Searching for Black Holes in Space

John Michell, geologist and rector of a church near Leeds, was the first to contemplate, in a lecture to the Royal Society in 1783, the existence of stars so massive that light could not escape their gravitational pull. The physical basis of `light bending’ came over a century later with Einstein’s theory of General Relativity, and Karl Schwarzschild calculating the scale of the `event horizon’ where that bending would be total.

Evidence that such stellar `black holes’ actually existed was delayed a further half century, when astronomers were first able to observe the sky unimpeded by the Earth’s atmosphere. The key turned out to be the new space-age science of X-ray Astronomy, a field in which Leicester researchers have been involved from the start. After initial exploration using Skylark rocket launches from Woomera in South Australia, we were fortunate to have access to a dedicated satellite, Ariel 5, launched in 1974 as part of an early UK collaboration with NASA.

※

# Exercises
a – In the black holes passage, who first imagined stars so massive that light could not escape them, and in what year?
b – Resume the passage on searching for black holes, starting right after its last sentence.

※

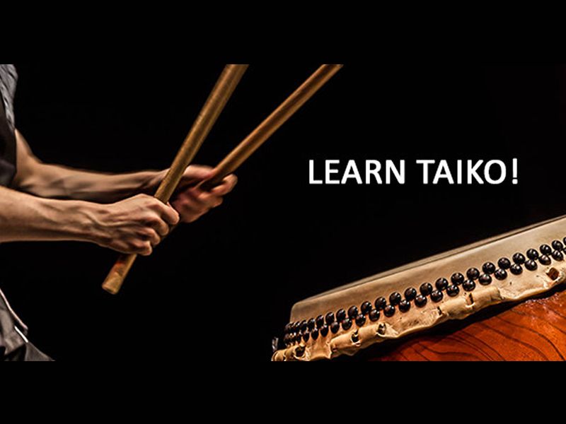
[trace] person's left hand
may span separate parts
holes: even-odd
[[[171,206],[180,216],[181,222],[193,223],[213,208],[222,204],[223,197],[231,192],[238,182],[236,175],[229,175],[222,184],[210,192],[196,186],[214,175],[212,168],[191,165],[183,174],[179,187],[171,200]]]

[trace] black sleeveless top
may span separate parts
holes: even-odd
[[[12,65],[0,65],[0,185],[9,186],[16,175],[13,94],[17,75]]]

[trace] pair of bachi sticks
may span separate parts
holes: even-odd
[[[342,66],[342,65],[322,65],[318,68],[303,85],[216,167],[214,176],[211,179],[203,182],[201,187],[204,189],[209,190],[220,184],[227,175],[236,171],[334,76]],[[159,186],[155,194],[156,199],[166,204],[169,201],[179,185],[185,170],[196,156],[247,69],[248,65],[226,66],[179,150],[169,172]],[[120,255],[106,277],[103,288],[113,295],[117,294],[137,257],[136,254]]]

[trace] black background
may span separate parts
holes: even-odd
[[[223,64],[17,66],[34,153],[122,172],[169,165]],[[253,64],[196,162],[218,162],[317,66]],[[59,360],[267,361],[306,297],[562,214],[565,95],[563,66],[347,64],[119,296],[100,287],[115,254],[81,243],[2,245],[1,287]],[[512,158],[514,186],[423,186],[410,165]],[[309,186],[309,159],[405,159],[408,182]]]

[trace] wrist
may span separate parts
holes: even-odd
[[[95,243],[104,239],[104,205],[42,199],[37,206],[46,226],[43,230],[59,235],[57,238]]]

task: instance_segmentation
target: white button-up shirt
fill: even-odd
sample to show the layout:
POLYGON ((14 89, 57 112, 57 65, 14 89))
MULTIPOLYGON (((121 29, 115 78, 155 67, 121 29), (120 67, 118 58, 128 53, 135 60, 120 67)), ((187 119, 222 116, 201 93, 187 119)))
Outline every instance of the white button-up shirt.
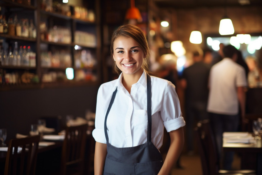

※

# In response
a – John Michell, in a 1783 lecture to the Royal Society.

b –
The Leicester Sky Survey Instrument (SSI) viewed from the side of the slowly spinning satellite with the spin axis being controlled on command from the ground. In the first two years of operation we planned several extended scans along the Milky Way, each lasting several weeks, with the aim of studying how X-ray emission from stars varied. That was to prove an excellent plan, not least in the discovery of several `transient’ sources. The most remarkable was A0620-00, first detected on the 3rd of August 1975 – as astronomers were gathering at Stamford Hall in Oadby for an international conference. Over the following week the X-ray signal increased to become – for a while – the brightest X-ray source in the sky, the Sun apart, a record that was to remain for over 30 years.

Optical and radio telescopes around the world were quickly trained on the direction of A0620-00, soon finding a normal stellar companion. Detailed study of the optical star when the X-ray flare had faded showed that A0620-00 was in a binary star system, the X-ray emission arising from a black hole where some 6 solar masses were confined within a region of space no larger than Leicester. We had been fortunate to be observing that region of the sky with our ‘x-ray eyes’  when a disc of gas drawn from the companion star and surrounding the black hole had become unstable, dumping matter onto the black hole, with gravitational energy being released as heat (and X-radiation) prior to disappearing beneath the hole’s event horizon.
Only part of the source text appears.